Once you know how many lines below hold "prompts", reply with that number and add nothing.

--*--

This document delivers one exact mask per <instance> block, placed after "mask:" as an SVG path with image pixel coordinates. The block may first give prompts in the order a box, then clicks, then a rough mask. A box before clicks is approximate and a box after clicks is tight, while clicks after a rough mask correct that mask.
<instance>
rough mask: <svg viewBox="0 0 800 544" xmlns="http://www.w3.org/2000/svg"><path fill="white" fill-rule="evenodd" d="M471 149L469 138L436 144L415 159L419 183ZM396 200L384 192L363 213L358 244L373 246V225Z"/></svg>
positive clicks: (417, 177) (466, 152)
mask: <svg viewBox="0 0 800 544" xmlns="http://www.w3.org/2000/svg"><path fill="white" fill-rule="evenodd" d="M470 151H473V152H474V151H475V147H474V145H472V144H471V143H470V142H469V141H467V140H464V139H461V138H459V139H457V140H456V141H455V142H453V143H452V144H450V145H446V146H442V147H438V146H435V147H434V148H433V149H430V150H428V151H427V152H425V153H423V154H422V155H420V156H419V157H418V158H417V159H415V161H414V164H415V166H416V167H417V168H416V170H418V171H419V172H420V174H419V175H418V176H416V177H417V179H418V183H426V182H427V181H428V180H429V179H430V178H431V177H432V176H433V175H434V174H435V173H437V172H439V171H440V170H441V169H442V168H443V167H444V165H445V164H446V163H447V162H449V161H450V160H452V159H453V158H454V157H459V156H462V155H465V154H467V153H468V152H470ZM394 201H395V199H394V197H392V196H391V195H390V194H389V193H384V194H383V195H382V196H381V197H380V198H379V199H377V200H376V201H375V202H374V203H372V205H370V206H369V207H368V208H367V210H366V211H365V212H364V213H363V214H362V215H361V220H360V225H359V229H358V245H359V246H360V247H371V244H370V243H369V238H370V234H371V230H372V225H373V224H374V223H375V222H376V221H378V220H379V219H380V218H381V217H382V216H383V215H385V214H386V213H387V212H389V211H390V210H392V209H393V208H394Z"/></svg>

--*--

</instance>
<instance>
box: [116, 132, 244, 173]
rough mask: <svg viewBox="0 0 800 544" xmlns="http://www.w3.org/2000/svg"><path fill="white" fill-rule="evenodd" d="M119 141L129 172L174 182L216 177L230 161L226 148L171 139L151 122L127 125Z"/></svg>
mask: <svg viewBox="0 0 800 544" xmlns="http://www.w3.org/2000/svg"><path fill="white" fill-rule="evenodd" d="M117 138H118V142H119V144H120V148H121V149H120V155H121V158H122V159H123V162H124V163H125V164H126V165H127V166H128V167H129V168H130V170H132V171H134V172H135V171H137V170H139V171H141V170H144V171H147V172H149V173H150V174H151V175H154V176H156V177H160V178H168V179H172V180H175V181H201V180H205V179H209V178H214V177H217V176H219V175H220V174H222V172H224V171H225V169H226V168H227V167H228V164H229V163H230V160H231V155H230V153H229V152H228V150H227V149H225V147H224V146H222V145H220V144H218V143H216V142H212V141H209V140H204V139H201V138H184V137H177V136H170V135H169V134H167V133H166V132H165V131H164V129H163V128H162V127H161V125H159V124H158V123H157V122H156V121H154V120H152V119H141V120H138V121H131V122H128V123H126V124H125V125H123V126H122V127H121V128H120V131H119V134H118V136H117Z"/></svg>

--*--

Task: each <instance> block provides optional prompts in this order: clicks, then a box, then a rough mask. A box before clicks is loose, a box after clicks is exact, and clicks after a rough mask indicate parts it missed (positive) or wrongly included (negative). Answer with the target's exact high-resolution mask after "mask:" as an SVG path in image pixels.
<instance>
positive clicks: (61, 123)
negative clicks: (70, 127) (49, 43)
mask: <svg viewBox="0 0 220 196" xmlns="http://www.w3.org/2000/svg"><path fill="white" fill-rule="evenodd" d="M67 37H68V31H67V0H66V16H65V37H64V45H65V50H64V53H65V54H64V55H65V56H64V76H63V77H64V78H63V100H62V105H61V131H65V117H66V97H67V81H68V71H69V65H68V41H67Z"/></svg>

--*--

Answer to the exercise = 2